**ASSIGNED TASK:** Starting with the line that contains "Please identify the grass", copy out each line through the end of the entries below, exactly as written, and nothing else.

+-------+

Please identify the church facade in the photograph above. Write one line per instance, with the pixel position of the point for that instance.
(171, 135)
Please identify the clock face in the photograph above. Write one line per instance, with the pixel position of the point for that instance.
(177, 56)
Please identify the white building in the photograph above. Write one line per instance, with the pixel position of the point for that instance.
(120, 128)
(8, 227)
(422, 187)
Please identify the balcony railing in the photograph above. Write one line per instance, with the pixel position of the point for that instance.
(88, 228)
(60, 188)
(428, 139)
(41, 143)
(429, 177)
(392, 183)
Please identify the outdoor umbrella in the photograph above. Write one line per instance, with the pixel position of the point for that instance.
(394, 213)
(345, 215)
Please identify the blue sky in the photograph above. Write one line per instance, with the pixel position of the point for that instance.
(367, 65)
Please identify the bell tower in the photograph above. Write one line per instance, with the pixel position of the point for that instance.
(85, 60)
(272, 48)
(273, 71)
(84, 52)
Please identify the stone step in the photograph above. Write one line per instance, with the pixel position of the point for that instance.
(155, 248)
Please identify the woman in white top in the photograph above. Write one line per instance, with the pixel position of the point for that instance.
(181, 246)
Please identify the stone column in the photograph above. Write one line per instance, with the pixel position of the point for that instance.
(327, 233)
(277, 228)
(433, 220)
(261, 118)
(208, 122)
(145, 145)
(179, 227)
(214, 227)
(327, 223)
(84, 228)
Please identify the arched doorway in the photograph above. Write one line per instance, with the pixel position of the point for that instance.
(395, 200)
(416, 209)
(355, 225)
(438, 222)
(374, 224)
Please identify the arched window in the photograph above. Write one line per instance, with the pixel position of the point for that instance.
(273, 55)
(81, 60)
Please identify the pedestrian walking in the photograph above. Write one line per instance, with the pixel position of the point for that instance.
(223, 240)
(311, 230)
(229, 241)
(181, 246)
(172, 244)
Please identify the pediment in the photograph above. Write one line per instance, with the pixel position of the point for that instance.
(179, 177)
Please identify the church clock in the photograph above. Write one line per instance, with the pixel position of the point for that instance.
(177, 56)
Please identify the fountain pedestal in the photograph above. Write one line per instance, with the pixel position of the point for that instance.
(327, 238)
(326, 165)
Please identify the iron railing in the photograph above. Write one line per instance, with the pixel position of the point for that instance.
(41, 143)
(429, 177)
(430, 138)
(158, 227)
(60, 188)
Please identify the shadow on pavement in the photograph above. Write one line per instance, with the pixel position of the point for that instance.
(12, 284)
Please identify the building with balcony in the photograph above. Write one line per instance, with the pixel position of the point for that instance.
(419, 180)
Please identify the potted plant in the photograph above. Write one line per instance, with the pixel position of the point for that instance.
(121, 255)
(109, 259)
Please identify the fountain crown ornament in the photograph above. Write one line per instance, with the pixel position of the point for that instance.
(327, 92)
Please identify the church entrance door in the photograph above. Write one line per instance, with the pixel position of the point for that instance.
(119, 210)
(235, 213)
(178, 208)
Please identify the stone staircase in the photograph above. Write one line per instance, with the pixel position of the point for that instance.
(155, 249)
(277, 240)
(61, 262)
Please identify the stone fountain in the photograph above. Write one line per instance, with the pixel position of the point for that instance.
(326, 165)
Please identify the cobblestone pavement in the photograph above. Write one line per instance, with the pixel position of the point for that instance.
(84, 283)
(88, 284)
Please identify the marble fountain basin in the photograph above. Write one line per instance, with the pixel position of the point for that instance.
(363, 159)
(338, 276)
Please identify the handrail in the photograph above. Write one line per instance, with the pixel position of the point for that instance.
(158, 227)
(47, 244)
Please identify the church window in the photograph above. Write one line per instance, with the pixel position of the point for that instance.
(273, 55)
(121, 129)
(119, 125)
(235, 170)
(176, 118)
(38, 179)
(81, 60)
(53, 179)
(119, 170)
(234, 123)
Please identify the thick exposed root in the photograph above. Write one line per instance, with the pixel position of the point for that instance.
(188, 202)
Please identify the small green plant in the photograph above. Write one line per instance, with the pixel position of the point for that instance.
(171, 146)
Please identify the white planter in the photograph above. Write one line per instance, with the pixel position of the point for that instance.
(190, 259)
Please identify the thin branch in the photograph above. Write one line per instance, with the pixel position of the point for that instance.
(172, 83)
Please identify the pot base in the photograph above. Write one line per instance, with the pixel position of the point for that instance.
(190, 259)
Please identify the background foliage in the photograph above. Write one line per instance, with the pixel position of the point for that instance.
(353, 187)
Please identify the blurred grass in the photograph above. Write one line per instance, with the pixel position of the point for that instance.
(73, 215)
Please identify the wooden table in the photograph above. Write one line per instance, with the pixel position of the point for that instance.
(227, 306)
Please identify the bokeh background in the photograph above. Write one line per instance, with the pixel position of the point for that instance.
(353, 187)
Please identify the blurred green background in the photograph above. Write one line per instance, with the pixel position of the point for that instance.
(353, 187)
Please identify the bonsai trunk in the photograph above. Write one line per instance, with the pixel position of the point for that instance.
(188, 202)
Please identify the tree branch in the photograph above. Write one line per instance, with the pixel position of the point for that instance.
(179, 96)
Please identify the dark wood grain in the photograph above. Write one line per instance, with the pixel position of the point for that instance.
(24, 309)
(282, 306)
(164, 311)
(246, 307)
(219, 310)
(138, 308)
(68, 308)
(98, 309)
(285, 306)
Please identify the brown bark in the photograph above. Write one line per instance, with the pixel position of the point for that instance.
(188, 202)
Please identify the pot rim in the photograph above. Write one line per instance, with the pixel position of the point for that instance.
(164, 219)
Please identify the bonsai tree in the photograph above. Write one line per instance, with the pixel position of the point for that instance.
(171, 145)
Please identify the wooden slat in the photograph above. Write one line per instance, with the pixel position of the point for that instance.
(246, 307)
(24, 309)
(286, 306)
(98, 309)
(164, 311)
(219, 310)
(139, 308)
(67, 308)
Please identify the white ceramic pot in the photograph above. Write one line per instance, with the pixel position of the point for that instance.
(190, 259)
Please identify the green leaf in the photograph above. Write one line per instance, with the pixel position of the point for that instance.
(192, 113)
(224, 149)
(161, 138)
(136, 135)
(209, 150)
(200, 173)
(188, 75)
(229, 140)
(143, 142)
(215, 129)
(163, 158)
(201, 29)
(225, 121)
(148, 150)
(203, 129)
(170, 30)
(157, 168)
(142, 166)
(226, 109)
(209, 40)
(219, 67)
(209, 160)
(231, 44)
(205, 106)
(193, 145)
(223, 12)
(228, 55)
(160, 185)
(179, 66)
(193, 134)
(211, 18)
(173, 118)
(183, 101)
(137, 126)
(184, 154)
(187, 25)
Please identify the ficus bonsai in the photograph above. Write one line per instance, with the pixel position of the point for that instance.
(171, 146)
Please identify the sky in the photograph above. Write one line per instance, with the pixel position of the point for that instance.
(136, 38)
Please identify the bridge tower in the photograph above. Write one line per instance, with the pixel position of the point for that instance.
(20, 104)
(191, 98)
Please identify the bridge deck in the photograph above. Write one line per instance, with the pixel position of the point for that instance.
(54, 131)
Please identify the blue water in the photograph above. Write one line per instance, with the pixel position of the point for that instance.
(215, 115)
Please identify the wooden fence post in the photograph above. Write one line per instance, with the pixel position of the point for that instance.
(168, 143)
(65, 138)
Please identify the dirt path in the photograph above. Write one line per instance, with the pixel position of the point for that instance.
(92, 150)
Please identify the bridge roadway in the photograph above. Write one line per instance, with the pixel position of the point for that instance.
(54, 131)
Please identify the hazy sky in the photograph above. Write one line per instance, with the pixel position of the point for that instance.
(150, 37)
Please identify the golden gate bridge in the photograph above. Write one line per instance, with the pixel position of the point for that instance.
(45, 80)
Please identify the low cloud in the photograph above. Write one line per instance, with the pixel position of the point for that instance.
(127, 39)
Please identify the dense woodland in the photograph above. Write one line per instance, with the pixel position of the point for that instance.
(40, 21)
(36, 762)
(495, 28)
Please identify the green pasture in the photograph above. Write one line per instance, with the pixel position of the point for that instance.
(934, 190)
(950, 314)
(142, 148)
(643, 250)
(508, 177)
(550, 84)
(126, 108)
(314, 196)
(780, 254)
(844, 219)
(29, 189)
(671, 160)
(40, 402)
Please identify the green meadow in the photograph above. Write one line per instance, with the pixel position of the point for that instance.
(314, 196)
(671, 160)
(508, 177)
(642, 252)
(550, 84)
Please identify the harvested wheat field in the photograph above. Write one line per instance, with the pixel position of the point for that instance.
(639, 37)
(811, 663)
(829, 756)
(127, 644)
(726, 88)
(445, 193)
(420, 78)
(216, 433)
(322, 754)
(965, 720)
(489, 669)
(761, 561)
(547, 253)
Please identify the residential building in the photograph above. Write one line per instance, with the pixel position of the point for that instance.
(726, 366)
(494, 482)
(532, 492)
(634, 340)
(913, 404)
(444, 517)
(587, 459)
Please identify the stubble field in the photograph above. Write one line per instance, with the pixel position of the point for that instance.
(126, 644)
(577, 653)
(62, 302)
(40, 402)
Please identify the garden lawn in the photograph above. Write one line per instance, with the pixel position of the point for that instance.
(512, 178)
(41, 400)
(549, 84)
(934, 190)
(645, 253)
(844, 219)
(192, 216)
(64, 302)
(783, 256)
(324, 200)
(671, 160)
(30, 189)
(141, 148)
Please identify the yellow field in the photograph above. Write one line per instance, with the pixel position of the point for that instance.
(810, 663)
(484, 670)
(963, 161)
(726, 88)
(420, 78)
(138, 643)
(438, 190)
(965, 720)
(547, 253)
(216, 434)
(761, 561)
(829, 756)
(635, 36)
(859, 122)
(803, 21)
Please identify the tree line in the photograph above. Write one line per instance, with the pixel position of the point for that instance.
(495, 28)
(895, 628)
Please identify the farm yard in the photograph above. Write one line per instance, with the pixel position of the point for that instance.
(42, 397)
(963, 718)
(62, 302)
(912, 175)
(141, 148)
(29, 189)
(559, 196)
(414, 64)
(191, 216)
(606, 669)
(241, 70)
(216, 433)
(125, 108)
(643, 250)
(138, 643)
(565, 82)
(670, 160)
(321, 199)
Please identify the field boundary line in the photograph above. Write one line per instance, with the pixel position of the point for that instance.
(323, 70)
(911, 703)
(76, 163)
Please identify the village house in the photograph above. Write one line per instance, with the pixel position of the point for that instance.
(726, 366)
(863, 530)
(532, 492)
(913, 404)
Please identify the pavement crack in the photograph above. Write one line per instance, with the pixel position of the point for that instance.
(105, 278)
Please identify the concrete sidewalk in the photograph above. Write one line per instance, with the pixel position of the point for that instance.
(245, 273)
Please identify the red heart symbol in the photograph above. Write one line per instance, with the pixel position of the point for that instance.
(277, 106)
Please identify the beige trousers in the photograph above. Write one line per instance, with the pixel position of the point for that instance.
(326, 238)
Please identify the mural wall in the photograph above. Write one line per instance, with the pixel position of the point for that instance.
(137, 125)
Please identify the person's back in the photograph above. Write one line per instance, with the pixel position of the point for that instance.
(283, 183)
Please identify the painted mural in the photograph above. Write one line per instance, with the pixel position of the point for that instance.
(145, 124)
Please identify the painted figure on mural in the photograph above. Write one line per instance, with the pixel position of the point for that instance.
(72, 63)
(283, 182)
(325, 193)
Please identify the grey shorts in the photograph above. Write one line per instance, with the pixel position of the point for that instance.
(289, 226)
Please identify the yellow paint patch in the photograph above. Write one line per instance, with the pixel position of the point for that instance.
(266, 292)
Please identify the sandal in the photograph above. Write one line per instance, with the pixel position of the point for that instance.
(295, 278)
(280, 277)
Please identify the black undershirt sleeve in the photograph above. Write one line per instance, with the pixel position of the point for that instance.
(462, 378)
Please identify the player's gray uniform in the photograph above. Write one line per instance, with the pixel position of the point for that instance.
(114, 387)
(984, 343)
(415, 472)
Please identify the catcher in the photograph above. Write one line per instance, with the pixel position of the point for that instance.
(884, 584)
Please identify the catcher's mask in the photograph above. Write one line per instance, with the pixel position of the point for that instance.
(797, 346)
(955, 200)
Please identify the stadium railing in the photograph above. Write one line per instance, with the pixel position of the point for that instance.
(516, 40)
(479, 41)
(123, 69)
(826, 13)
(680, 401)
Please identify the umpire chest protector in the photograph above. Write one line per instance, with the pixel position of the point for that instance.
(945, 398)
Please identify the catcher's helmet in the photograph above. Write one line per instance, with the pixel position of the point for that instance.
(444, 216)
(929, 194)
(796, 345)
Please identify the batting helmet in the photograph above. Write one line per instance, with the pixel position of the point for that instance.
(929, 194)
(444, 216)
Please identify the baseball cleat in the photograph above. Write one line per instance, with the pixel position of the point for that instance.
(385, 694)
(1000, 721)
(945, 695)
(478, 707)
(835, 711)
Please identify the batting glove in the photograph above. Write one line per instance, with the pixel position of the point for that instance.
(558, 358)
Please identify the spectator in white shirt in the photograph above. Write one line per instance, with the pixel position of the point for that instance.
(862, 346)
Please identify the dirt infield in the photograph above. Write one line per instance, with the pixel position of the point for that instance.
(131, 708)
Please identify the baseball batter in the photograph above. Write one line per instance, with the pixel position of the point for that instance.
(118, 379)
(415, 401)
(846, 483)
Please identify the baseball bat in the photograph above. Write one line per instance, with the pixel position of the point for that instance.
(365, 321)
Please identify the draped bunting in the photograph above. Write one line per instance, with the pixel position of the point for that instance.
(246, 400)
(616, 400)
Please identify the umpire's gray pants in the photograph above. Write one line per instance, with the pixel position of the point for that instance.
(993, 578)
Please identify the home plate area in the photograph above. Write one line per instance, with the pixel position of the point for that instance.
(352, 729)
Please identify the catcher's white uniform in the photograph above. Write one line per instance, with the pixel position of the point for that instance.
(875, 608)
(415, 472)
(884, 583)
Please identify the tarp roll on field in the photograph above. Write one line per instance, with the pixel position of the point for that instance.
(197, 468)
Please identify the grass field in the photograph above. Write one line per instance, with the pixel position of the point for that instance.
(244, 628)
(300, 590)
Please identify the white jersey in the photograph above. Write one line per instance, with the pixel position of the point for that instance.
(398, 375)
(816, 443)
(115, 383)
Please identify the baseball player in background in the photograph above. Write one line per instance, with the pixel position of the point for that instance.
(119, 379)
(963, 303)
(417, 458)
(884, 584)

+-------+

**SOLUTION:**
Please identify the grass field in the photograph above. Write one line per instance, with the pixel position of the point for that instance.
(244, 628)
(300, 590)
Please identify the white jersey in the photograph above. Write one line per instance, with the pixel position of the point for that instance.
(398, 375)
(816, 443)
(115, 383)
Please identify the baseball player in background in the photograph above. Write one line per instance, with the pixel position of the point for that instance.
(119, 379)
(963, 303)
(417, 458)
(884, 584)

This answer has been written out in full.